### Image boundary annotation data
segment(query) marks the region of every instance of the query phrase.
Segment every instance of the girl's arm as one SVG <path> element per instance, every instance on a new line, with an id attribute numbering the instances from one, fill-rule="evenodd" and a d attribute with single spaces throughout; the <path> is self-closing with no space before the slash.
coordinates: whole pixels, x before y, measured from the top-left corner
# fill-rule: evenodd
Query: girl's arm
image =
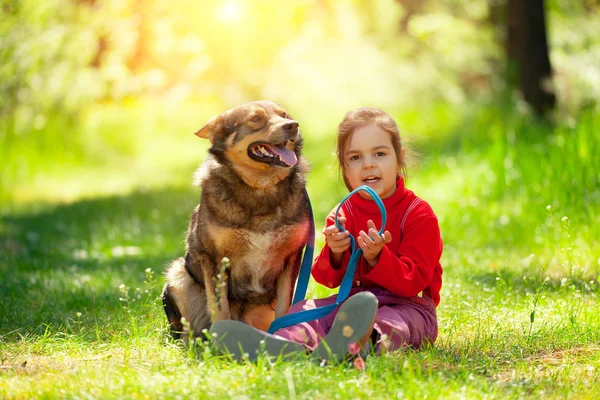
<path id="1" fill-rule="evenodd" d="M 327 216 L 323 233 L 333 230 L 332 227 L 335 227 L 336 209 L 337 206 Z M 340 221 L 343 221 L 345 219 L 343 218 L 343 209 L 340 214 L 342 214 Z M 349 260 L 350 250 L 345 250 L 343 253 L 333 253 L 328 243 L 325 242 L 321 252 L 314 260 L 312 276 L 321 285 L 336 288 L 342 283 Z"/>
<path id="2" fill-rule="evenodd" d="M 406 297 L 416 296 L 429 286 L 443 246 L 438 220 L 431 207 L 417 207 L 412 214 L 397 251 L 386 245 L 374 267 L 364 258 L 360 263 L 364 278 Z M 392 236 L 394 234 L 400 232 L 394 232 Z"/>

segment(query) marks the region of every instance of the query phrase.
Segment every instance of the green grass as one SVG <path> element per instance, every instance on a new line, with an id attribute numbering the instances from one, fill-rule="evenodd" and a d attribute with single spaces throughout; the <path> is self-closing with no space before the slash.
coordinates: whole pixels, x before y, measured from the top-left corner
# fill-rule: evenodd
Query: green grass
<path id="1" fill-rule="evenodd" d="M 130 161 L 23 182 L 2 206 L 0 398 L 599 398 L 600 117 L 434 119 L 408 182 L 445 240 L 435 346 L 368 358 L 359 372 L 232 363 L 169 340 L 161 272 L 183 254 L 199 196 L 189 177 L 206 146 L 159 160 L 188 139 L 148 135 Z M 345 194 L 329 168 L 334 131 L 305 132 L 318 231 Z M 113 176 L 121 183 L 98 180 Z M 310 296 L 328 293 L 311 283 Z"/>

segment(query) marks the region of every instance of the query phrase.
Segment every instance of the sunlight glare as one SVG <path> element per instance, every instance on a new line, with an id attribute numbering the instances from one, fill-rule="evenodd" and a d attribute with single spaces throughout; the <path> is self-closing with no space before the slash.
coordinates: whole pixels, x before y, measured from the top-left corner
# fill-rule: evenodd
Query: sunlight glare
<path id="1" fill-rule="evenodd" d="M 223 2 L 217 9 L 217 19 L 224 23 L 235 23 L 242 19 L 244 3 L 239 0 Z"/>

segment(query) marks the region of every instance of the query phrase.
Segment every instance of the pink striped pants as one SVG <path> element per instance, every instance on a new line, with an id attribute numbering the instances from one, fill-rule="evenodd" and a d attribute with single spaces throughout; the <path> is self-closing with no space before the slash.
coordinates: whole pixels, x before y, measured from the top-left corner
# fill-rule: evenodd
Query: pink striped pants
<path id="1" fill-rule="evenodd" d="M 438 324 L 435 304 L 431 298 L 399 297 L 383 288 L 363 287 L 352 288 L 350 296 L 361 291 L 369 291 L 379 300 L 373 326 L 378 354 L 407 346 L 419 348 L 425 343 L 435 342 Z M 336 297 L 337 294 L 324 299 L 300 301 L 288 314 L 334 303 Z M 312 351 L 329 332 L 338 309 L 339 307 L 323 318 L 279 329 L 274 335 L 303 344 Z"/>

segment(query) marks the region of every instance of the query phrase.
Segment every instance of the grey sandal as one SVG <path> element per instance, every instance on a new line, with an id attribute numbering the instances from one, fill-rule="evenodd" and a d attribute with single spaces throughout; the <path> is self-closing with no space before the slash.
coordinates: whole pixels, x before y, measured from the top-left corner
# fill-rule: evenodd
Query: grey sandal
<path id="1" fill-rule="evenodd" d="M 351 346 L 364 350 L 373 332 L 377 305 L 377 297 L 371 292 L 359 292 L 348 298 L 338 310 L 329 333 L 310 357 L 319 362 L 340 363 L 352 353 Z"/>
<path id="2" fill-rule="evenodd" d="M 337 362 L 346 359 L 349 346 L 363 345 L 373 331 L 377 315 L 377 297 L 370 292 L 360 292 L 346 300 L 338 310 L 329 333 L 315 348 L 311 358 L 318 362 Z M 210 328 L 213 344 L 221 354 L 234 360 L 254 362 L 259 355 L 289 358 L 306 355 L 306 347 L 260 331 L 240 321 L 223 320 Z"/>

### WHAT YOU NEED TO DO
Collect each line of the listing above that contains the string "with", matching case exactly.

### CORRECT RESULT
Segment every instance of the girl's arm as one SVG <path> element per instance, every instance on a new line, with an id attribute numbering the instances from one, fill-rule="evenodd" and a d attribute with single spaces throughout; the <path> is self-closing with no space before the slash.
Segment every instance of the green grass as one SVG <path> element per instance, every instance on a new line, with an id attribute numbering the instances from one, fill-rule="evenodd" and a d attribute with single spaces throughout; the <path> is self-closing with no space before the slash.
Segment every instance of the sunlight glare as one SVG <path> element per instance, every instance on a new line, with an id attribute numbering the instances from one, fill-rule="evenodd" and a d attribute with single spaces throughout; the <path> is self-closing with no space before the slash.
Segment every instance of the pink striped pants as one SVG <path> element per instance, every instance on a new line, with an id attribute numbering the instances from one, fill-rule="evenodd" and a d attribute with single spaces throughout; the <path> is self-closing with no space before the slash.
Segment every instance of the grey sandal as one SVG <path> element per instance, every instance on a new line, with an id attribute numbering the instances from one, fill-rule="evenodd" and a d attribute with single spaces throughout; the <path> is self-closing with no space before the slash.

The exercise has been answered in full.